• WRITTEN REQUEST: Give the lines of the material as a numbered list, starting from the beginning of the material and ending with the line that contains "96 L 227 102", with both ends included. Leave out blank lines and pictures.

Records from an annotation dataset

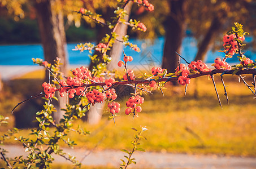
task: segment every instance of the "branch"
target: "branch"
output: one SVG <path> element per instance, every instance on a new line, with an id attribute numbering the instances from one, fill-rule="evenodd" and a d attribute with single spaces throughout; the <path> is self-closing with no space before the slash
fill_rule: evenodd
<path id="1" fill-rule="evenodd" d="M 31 96 L 29 99 L 26 99 L 25 100 L 23 100 L 23 101 L 21 102 L 20 102 L 14 108 L 12 109 L 12 110 L 11 110 L 11 114 L 12 114 L 14 113 L 14 109 L 15 109 L 20 104 L 23 104 L 23 103 L 24 102 L 26 102 L 27 101 L 29 101 L 33 99 L 36 99 L 37 98 L 37 97 L 39 97 L 39 96 L 41 96 L 43 95 L 44 95 L 45 93 L 44 92 L 41 92 L 40 94 L 37 95 L 36 95 L 36 96 Z"/>
<path id="2" fill-rule="evenodd" d="M 10 168 L 13 169 L 14 168 L 12 168 L 12 166 L 11 165 L 9 161 L 5 158 L 5 154 L 3 154 L 3 152 L 1 152 L 0 154 L 2 155 L 1 158 L 6 163 L 7 166 L 9 167 Z"/>
<path id="3" fill-rule="evenodd" d="M 176 54 L 177 55 L 179 55 L 179 56 L 180 56 L 180 57 L 181 57 L 181 58 L 182 59 L 183 59 L 183 60 L 184 60 L 184 61 L 185 61 L 185 62 L 186 62 L 186 63 L 187 64 L 190 64 L 190 63 L 188 62 L 188 61 L 187 61 L 186 60 L 186 59 L 185 59 L 185 58 L 184 58 L 184 57 L 182 57 L 181 56 L 180 56 L 180 54 L 178 54 L 178 53 L 177 53 L 176 52 L 175 52 L 175 53 L 176 53 Z"/>
<path id="4" fill-rule="evenodd" d="M 213 83 L 214 86 L 214 88 L 215 89 L 215 92 L 216 92 L 216 94 L 217 95 L 218 100 L 219 100 L 219 103 L 220 104 L 220 107 L 222 109 L 222 103 L 220 102 L 220 97 L 219 97 L 219 94 L 218 93 L 217 88 L 216 87 L 216 83 L 215 83 L 215 81 L 214 81 L 214 77 L 213 75 L 211 76 L 211 79 L 212 80 L 212 83 Z"/>
<path id="5" fill-rule="evenodd" d="M 256 94 L 253 91 L 253 90 L 250 88 L 250 86 L 247 84 L 246 82 L 245 82 L 245 79 L 244 79 L 244 77 L 242 77 L 241 74 L 239 75 L 239 77 L 242 79 L 242 82 L 244 82 L 244 83 L 248 87 L 249 89 L 250 89 L 250 90 L 251 91 L 251 92 L 256 96 Z"/>
<path id="6" fill-rule="evenodd" d="M 220 77 L 222 78 L 222 84 L 223 84 L 223 87 L 224 87 L 224 95 L 225 96 L 226 96 L 227 102 L 227 104 L 228 104 L 228 93 L 227 93 L 227 90 L 226 90 L 226 87 L 227 87 L 228 86 L 225 86 L 225 83 L 224 83 L 224 80 L 223 80 L 223 74 L 222 74 L 220 75 Z"/>

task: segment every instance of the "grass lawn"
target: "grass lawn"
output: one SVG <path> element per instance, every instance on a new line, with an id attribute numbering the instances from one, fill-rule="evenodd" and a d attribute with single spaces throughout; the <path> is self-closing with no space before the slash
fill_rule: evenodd
<path id="1" fill-rule="evenodd" d="M 31 79 L 35 77 L 38 78 L 37 73 L 5 86 L 3 92 L 6 96 L 0 98 L 0 114 L 10 117 L 10 126 L 14 122 L 10 112 L 16 104 L 28 98 L 29 93 L 39 93 L 42 90 L 39 86 L 42 83 L 41 79 Z M 227 88 L 229 99 L 228 105 L 222 82 L 219 75 L 215 75 L 222 109 L 211 80 L 203 77 L 192 79 L 186 96 L 184 86 L 171 85 L 167 86 L 164 97 L 160 91 L 144 96 L 142 112 L 134 119 L 124 114 L 127 99 L 119 99 L 122 108 L 120 116 L 115 118 L 116 126 L 112 121 L 107 121 L 110 114 L 105 113 L 97 125 L 79 121 L 75 127 L 81 124 L 91 134 L 81 137 L 70 133 L 71 137 L 83 148 L 129 149 L 135 134 L 131 128 L 142 126 L 149 129 L 144 133 L 147 140 L 141 141 L 141 146 L 146 151 L 256 157 L 256 100 L 237 79 L 236 76 L 224 77 L 225 84 L 229 86 Z M 251 83 L 249 77 L 246 79 Z M 18 84 L 14 85 L 14 82 Z M 3 134 L 7 127 L 1 127 Z M 29 131 L 23 130 L 19 134 L 27 135 Z M 14 140 L 8 143 L 16 144 Z"/>

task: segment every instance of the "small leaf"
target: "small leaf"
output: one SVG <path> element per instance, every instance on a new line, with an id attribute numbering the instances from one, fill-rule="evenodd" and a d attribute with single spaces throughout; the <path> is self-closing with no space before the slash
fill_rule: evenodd
<path id="1" fill-rule="evenodd" d="M 136 150 L 137 151 L 141 151 L 141 152 L 145 152 L 145 150 L 141 148 L 136 148 Z"/>

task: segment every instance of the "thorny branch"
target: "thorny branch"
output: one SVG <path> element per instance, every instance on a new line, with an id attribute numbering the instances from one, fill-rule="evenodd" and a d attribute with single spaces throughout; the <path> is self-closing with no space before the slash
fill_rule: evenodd
<path id="1" fill-rule="evenodd" d="M 226 87 L 227 87 L 228 86 L 225 86 L 225 83 L 224 83 L 223 76 L 222 74 L 220 75 L 220 77 L 222 78 L 222 84 L 223 84 L 223 87 L 224 87 L 224 95 L 226 96 L 227 103 L 228 104 L 228 93 L 226 90 Z"/>
<path id="2" fill-rule="evenodd" d="M 203 75 L 213 75 L 214 74 L 222 74 L 223 73 L 224 73 L 225 74 L 233 74 L 233 72 L 235 70 L 236 70 L 236 69 L 230 70 L 214 69 L 212 71 L 201 72 L 199 73 L 195 73 L 195 74 L 190 74 L 188 76 L 188 77 L 192 79 L 192 78 L 196 78 L 203 76 Z M 244 79 L 242 78 L 242 76 L 241 75 L 241 74 L 256 74 L 256 69 L 244 69 L 244 70 L 240 70 L 239 71 L 237 72 L 234 74 L 237 75 L 239 77 L 240 77 L 242 79 L 245 84 L 248 87 L 248 88 L 251 90 L 251 91 L 253 92 L 253 94 L 256 96 L 255 93 L 251 90 L 251 88 L 250 87 L 250 86 L 249 86 L 247 84 L 247 83 L 244 81 Z M 163 77 L 163 78 L 159 79 L 158 82 L 165 82 L 165 83 L 166 83 L 167 82 L 177 81 L 177 79 L 178 79 L 177 77 Z M 255 79 L 255 78 L 254 78 L 254 79 Z M 149 80 L 149 79 L 132 80 L 132 81 L 128 80 L 128 81 L 116 81 L 114 83 L 113 83 L 112 85 L 112 86 L 119 85 L 119 84 L 132 85 L 132 84 L 134 84 L 135 85 L 135 84 L 147 84 L 147 83 L 149 83 L 150 82 L 150 80 Z M 92 86 L 104 86 L 105 85 L 106 85 L 106 83 L 105 83 L 105 82 L 97 82 L 97 83 L 91 83 L 91 84 L 82 84 L 80 86 L 65 86 L 64 87 L 65 88 L 66 90 L 68 90 L 70 89 L 77 88 L 78 87 L 80 87 L 80 86 L 90 87 L 92 87 Z M 57 91 L 59 91 L 59 90 L 60 90 L 60 88 L 57 89 Z M 44 94 L 45 94 L 44 92 L 41 92 L 39 95 L 31 96 L 31 98 L 25 100 L 18 103 L 12 109 L 12 110 L 11 111 L 11 113 L 12 113 L 14 112 L 14 109 L 15 109 L 21 104 L 22 104 L 27 101 L 29 101 L 32 99 L 35 99 L 40 96 L 42 96 Z"/>
<path id="3" fill-rule="evenodd" d="M 4 161 L 5 161 L 5 162 L 6 163 L 7 166 L 8 166 L 10 168 L 13 169 L 14 168 L 12 168 L 12 166 L 11 165 L 11 164 L 10 163 L 9 161 L 5 158 L 5 154 L 3 154 L 3 152 L 1 152 L 0 154 L 1 154 L 1 155 L 2 155 L 1 158 L 2 158 Z"/>
<path id="4" fill-rule="evenodd" d="M 216 87 L 216 83 L 215 83 L 215 81 L 214 81 L 214 77 L 213 75 L 211 76 L 211 79 L 212 80 L 212 83 L 213 83 L 214 86 L 214 88 L 215 89 L 215 92 L 216 92 L 216 94 L 217 95 L 217 98 L 218 98 L 218 100 L 219 100 L 219 104 L 220 105 L 220 107 L 222 109 L 222 103 L 220 102 L 220 97 L 219 97 L 219 94 L 218 93 L 217 88 Z"/>

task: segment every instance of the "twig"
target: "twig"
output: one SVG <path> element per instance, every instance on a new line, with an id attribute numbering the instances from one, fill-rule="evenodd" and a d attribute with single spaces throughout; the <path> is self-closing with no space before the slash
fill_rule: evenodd
<path id="1" fill-rule="evenodd" d="M 184 61 L 185 61 L 186 62 L 186 63 L 187 63 L 187 64 L 190 64 L 190 63 L 188 62 L 188 61 L 187 61 L 186 60 L 186 59 L 185 59 L 185 58 L 184 58 L 184 57 L 182 57 L 181 56 L 180 56 L 180 54 L 178 54 L 178 53 L 177 53 L 176 52 L 175 52 L 175 53 L 176 53 L 176 54 L 177 55 L 179 55 L 179 56 L 180 56 L 180 57 L 181 57 L 181 58 L 182 59 L 183 59 L 183 60 L 184 60 Z"/>
<path id="2" fill-rule="evenodd" d="M 254 92 L 256 94 L 256 75 L 255 74 L 253 74 L 253 85 L 254 86 Z"/>
<path id="3" fill-rule="evenodd" d="M 227 90 L 226 90 L 226 87 L 227 87 L 228 86 L 225 86 L 225 83 L 224 83 L 223 77 L 222 75 L 222 75 L 220 75 L 220 77 L 222 78 L 222 84 L 223 84 L 223 87 L 224 87 L 224 95 L 225 96 L 226 96 L 227 103 L 228 104 L 228 93 L 227 93 Z"/>
<path id="4" fill-rule="evenodd" d="M 23 100 L 23 101 L 21 102 L 20 102 L 14 108 L 12 109 L 12 110 L 11 110 L 11 114 L 12 114 L 14 113 L 14 109 L 15 109 L 20 104 L 23 104 L 23 103 L 24 102 L 26 102 L 27 101 L 29 101 L 33 99 L 36 99 L 36 97 L 39 97 L 39 96 L 41 96 L 42 95 L 43 95 L 44 94 L 45 94 L 44 92 L 41 92 L 40 94 L 37 95 L 36 95 L 36 96 L 31 96 L 29 99 L 26 99 L 25 100 Z"/>
<path id="5" fill-rule="evenodd" d="M 256 94 L 253 91 L 253 90 L 250 88 L 251 86 L 250 86 L 248 84 L 247 84 L 246 82 L 245 82 L 245 79 L 244 79 L 244 77 L 242 77 L 241 74 L 239 75 L 239 77 L 242 79 L 242 82 L 244 82 L 244 83 L 245 84 L 245 85 L 246 85 L 249 89 L 250 89 L 250 90 L 251 91 L 251 92 L 256 96 Z M 255 87 L 254 87 L 255 88 Z"/>
<path id="6" fill-rule="evenodd" d="M 116 125 L 115 125 L 115 116 L 114 116 L 114 114 L 112 114 L 112 116 L 113 116 L 114 123 L 115 124 L 115 126 L 116 126 Z"/>
<path id="7" fill-rule="evenodd" d="M 214 78 L 213 75 L 211 76 L 211 79 L 212 80 L 212 83 L 214 84 L 214 88 L 215 89 L 215 92 L 216 92 L 216 94 L 217 95 L 217 98 L 218 98 L 218 100 L 219 100 L 219 103 L 220 104 L 220 107 L 222 109 L 222 103 L 220 102 L 220 97 L 219 96 L 219 94 L 218 93 L 217 88 L 216 87 L 216 83 L 215 83 L 215 81 L 214 81 Z"/>
<path id="8" fill-rule="evenodd" d="M 186 88 L 188 88 L 188 83 L 186 84 L 186 87 L 185 87 L 185 93 L 184 95 L 186 96 Z"/>
<path id="9" fill-rule="evenodd" d="M 10 163 L 9 161 L 5 158 L 5 154 L 3 153 L 3 152 L 1 152 L 0 154 L 1 154 L 1 155 L 2 155 L 2 159 L 5 161 L 5 162 L 6 163 L 7 165 L 11 169 L 13 169 L 14 168 L 12 168 L 12 166 L 11 165 L 11 164 Z"/>
<path id="10" fill-rule="evenodd" d="M 60 84 L 60 82 L 59 81 L 59 80 L 57 79 L 57 78 L 54 75 L 54 74 L 53 74 L 53 72 L 51 72 L 51 70 L 50 70 L 47 68 L 46 68 L 46 69 L 49 72 L 49 73 L 50 73 L 51 74 L 51 75 L 53 75 L 53 76 L 54 77 L 54 78 L 58 81 L 58 83 L 59 83 L 59 84 L 60 85 L 61 87 L 63 87 L 62 84 Z M 49 75 L 49 77 L 50 77 L 50 75 Z"/>

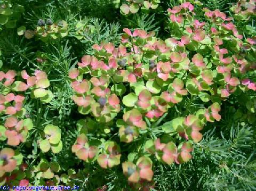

• ANSWER TO THE TASK:
1. task: segment every instance of the "branch"
2. target: "branch"
3. output: one SVG <path> element per instance, every instance on a new line, with an id attribute numbering the instances from one, fill-rule="evenodd" and a d attribute with single spaces throughout; the <path> is self-closing with no space before the slash
4. fill_rule: evenodd
5. <path id="1" fill-rule="evenodd" d="M 31 96 L 29 99 L 26 99 L 25 100 L 23 100 L 23 101 L 21 102 L 20 102 L 14 108 L 12 109 L 12 110 L 11 110 L 11 114 L 12 114 L 14 113 L 14 109 L 15 109 L 20 104 L 23 104 L 23 103 L 24 102 L 26 102 L 27 101 L 29 101 L 33 99 L 36 99 L 37 98 L 37 97 L 39 97 L 39 96 L 41 96 L 43 95 L 44 95 L 45 93 L 44 92 L 41 92 L 40 94 L 37 95 L 36 95 L 36 96 Z"/>
6. <path id="2" fill-rule="evenodd" d="M 10 168 L 13 169 L 14 168 L 12 168 L 12 166 L 11 165 L 9 161 L 5 158 L 5 154 L 3 154 L 3 152 L 1 152 L 0 154 L 2 155 L 1 158 L 6 163 L 7 166 L 9 167 Z"/>
7. <path id="3" fill-rule="evenodd" d="M 176 54 L 177 55 L 179 55 L 179 56 L 180 56 L 180 57 L 181 57 L 181 58 L 182 59 L 183 59 L 183 60 L 184 60 L 184 61 L 185 61 L 185 62 L 186 62 L 186 63 L 187 64 L 190 64 L 190 63 L 188 62 L 188 61 L 187 61 L 186 60 L 186 59 L 185 59 L 185 58 L 184 58 L 184 57 L 182 57 L 181 56 L 180 56 L 180 54 L 178 54 L 178 53 L 177 53 L 176 52 L 175 52 L 175 53 L 176 53 Z"/>
8. <path id="4" fill-rule="evenodd" d="M 213 83 L 214 86 L 214 88 L 215 89 L 215 92 L 216 92 L 216 94 L 217 95 L 218 100 L 219 100 L 219 103 L 220 104 L 220 107 L 222 109 L 222 103 L 220 102 L 220 97 L 219 97 L 219 94 L 218 93 L 217 88 L 216 87 L 216 83 L 215 83 L 215 81 L 214 81 L 214 77 L 213 75 L 211 76 L 211 79 L 212 80 L 212 83 Z"/>
9. <path id="5" fill-rule="evenodd" d="M 256 94 L 253 91 L 253 90 L 250 88 L 250 86 L 247 84 L 246 82 L 245 82 L 245 79 L 244 79 L 244 77 L 242 77 L 241 74 L 239 75 L 239 77 L 242 79 L 242 82 L 244 82 L 244 83 L 248 87 L 249 89 L 250 89 L 250 90 L 251 91 L 251 92 L 256 96 Z"/>
10. <path id="6" fill-rule="evenodd" d="M 220 77 L 222 78 L 222 84 L 223 84 L 223 87 L 224 87 L 224 95 L 225 96 L 226 96 L 227 102 L 227 104 L 228 104 L 228 93 L 227 93 L 227 90 L 226 90 L 226 87 L 227 87 L 228 86 L 225 86 L 225 83 L 224 83 L 224 80 L 223 80 L 223 74 L 222 74 L 220 75 Z"/>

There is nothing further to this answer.